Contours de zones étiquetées
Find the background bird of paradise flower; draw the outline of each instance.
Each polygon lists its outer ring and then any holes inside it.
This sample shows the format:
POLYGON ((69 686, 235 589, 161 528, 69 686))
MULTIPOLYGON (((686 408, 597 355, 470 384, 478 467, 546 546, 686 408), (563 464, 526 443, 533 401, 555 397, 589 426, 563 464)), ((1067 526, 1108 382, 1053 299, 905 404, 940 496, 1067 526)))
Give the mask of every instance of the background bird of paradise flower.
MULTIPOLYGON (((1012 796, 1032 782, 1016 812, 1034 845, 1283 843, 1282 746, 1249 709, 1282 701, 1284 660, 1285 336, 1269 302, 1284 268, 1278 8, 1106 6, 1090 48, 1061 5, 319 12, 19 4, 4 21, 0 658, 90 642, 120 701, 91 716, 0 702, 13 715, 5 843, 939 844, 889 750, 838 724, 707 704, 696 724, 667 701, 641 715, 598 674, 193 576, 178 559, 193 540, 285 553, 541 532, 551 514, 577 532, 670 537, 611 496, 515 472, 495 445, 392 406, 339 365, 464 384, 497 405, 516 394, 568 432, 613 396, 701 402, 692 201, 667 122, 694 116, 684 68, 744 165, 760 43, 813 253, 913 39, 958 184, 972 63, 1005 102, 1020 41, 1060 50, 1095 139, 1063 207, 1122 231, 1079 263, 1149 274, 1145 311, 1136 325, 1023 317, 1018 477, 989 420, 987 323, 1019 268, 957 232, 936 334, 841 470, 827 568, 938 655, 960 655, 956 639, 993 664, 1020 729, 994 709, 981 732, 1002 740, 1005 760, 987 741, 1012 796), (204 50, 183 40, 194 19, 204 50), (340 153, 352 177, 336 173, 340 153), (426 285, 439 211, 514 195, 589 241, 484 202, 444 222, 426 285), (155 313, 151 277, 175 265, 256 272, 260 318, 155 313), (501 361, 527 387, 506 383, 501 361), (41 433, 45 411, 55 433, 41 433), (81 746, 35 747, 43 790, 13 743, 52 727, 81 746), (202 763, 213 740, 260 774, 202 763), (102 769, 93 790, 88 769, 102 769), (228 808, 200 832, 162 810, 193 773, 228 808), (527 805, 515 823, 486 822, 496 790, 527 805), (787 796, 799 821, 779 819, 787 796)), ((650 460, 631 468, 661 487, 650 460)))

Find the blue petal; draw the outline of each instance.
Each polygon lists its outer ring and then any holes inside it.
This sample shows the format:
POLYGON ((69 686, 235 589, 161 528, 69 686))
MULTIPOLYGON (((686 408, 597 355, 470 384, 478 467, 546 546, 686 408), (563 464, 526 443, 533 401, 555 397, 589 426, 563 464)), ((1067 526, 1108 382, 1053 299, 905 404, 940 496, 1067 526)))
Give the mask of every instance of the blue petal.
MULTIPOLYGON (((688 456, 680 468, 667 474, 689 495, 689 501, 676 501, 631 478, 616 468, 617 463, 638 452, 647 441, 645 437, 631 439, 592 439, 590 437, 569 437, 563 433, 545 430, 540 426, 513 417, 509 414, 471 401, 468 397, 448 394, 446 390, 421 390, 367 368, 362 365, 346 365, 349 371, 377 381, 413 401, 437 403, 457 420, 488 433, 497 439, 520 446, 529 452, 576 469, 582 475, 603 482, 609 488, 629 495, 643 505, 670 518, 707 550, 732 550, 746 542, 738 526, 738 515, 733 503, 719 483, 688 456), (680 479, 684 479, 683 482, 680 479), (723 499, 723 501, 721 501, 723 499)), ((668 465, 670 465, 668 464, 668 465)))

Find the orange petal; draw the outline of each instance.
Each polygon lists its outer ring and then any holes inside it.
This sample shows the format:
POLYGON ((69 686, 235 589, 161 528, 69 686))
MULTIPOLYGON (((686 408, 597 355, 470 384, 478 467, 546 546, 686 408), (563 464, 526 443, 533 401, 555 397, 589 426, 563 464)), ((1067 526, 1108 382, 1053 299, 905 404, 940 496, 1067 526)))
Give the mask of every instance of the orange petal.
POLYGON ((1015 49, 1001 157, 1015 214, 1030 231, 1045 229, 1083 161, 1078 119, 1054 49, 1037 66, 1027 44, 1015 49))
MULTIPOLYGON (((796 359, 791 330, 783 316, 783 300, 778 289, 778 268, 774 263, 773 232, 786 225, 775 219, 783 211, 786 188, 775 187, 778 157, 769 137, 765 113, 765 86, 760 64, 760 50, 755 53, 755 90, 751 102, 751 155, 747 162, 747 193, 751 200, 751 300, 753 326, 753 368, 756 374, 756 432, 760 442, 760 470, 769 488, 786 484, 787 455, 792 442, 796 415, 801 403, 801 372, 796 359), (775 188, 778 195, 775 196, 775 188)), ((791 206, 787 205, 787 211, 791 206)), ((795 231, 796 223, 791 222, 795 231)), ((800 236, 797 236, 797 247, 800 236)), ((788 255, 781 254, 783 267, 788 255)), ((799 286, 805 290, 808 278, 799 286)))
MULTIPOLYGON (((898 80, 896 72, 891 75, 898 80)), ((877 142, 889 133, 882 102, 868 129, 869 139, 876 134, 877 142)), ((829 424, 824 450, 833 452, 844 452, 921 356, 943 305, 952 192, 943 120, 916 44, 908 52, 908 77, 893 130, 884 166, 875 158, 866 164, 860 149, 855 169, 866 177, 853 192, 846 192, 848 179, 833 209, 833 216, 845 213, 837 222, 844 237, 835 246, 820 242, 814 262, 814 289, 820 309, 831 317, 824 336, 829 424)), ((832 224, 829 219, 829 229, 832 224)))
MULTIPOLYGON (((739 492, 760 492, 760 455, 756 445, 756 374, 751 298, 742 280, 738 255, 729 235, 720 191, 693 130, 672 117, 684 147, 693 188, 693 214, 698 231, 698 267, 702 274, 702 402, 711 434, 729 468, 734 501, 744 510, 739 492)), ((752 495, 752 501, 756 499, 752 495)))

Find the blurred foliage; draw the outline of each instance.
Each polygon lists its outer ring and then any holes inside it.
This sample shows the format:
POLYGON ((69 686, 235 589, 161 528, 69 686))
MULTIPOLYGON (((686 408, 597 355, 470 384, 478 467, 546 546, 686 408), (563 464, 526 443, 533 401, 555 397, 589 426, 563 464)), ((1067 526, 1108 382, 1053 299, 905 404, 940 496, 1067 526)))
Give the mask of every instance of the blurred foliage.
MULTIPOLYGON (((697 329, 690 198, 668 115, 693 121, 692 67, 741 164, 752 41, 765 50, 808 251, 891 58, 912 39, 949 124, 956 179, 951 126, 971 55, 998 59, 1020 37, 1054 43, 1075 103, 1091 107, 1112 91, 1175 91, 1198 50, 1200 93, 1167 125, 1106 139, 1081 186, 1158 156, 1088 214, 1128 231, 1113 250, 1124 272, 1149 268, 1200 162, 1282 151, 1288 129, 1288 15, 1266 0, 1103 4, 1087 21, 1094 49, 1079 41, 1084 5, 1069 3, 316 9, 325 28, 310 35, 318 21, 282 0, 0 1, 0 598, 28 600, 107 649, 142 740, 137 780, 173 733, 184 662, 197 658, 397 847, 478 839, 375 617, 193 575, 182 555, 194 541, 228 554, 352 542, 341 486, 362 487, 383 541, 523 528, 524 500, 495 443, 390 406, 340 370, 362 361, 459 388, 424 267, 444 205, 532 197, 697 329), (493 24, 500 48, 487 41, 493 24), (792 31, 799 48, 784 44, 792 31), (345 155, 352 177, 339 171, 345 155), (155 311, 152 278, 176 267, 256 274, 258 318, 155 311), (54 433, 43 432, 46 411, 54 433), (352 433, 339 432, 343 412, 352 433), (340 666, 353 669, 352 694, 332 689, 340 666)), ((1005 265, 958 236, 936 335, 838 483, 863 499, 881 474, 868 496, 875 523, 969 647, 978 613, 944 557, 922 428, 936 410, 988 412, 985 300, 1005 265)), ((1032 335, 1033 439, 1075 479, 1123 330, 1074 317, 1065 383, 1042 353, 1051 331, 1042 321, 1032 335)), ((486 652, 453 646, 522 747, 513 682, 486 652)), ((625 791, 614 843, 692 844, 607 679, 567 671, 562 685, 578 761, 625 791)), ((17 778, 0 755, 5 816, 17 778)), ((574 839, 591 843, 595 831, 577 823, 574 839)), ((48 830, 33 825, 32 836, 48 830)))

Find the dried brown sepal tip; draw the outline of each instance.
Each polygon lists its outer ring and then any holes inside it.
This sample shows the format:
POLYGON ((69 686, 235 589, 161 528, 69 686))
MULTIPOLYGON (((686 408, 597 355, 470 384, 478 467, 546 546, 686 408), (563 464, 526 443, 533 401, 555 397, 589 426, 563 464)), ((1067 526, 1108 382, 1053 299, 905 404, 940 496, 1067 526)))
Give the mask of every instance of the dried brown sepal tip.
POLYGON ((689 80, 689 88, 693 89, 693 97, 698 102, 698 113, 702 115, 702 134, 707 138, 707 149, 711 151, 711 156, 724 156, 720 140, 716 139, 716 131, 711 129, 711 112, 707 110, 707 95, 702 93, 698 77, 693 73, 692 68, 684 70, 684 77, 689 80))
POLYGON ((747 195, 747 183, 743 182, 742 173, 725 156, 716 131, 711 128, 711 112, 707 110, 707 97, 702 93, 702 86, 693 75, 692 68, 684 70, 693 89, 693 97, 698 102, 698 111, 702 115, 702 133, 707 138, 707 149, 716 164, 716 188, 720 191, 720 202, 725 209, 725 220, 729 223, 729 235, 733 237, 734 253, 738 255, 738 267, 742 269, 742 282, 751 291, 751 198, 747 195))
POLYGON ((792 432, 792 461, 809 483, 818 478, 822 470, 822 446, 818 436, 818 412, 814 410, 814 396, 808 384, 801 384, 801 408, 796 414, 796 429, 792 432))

:: Votre objectif ::
Renommez « outline » en « boundary » dans les entrées, en partant du début jusqu'à la ligne contenant « Give the mask of every instance of the background » incluse, puis recopiez ces lignes sans autre modification.

:: Réponse attendue ::
Find the background bird of paradise flower; draw the boundary of each instance.
Each polygon lists its outer ring and then any holes inside it.
This sample shows the format:
POLYGON ((69 686, 235 589, 161 528, 69 686))
MULTIPOLYGON (((686 408, 597 355, 470 384, 478 467, 546 546, 686 408), (563 464, 526 443, 533 401, 555 397, 589 426, 563 464)), ((1067 526, 1108 382, 1053 299, 905 404, 940 496, 1067 526)))
Give the mask of every instance of the background bird of paradise flower.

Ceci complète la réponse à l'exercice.